= Beginning of Section =
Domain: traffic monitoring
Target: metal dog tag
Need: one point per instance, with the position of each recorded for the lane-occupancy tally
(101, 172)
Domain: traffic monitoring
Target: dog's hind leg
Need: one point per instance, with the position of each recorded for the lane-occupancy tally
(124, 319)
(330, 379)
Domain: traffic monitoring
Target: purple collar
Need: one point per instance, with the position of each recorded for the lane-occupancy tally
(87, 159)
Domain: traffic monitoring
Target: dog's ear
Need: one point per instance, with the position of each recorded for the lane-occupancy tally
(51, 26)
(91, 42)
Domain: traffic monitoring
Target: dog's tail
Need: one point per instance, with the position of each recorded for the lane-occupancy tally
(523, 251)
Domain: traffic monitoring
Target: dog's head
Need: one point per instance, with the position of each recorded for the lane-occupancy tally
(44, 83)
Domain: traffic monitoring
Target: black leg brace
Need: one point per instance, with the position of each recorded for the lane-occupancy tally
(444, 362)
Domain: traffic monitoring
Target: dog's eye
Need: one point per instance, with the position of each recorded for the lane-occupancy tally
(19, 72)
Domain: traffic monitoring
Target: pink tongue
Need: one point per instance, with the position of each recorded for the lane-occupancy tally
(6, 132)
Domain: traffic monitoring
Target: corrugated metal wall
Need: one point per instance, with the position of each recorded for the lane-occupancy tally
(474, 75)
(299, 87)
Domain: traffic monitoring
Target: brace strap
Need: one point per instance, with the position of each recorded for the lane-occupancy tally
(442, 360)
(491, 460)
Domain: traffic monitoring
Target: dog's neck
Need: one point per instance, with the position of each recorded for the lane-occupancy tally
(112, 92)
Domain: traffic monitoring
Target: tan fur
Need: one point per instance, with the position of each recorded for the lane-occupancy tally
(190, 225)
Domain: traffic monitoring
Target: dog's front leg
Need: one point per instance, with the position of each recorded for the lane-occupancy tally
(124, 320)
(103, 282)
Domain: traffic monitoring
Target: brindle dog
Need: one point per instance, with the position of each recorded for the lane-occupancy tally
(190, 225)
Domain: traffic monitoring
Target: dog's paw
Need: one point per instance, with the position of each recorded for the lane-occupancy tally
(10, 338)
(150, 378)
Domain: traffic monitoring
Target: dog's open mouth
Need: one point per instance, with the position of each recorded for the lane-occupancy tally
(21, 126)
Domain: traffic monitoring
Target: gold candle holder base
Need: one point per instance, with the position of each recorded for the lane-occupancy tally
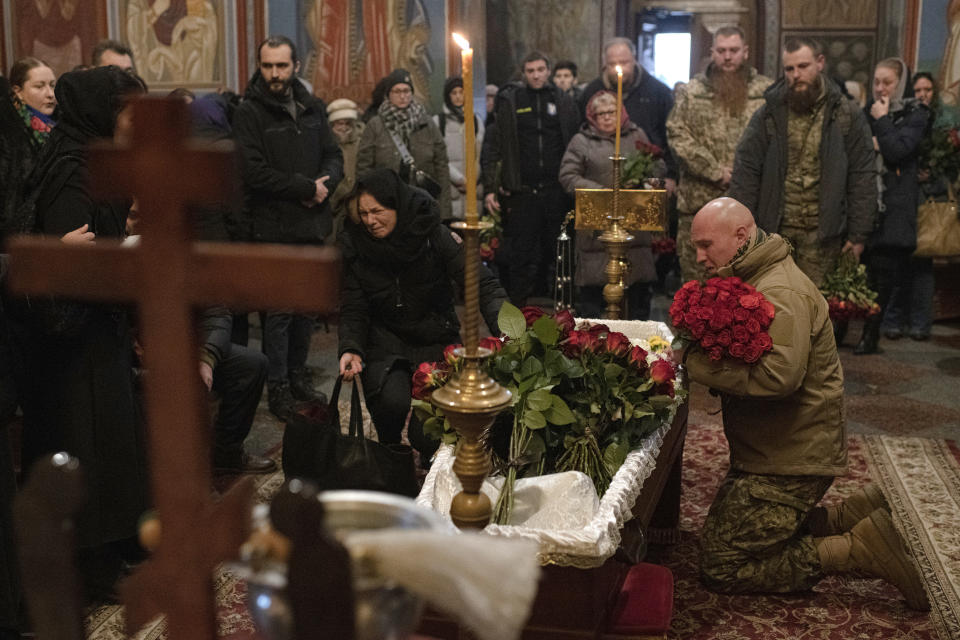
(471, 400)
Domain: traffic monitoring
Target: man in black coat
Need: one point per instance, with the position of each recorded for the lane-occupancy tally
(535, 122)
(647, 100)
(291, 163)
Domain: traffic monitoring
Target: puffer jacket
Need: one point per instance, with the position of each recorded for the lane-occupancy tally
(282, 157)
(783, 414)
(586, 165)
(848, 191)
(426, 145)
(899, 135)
= End of Section =
What is needed —
Wherever the string "black" turns up in the material, copy the whole line.

Answer space —
Target: black leg brace
Target: man in black coat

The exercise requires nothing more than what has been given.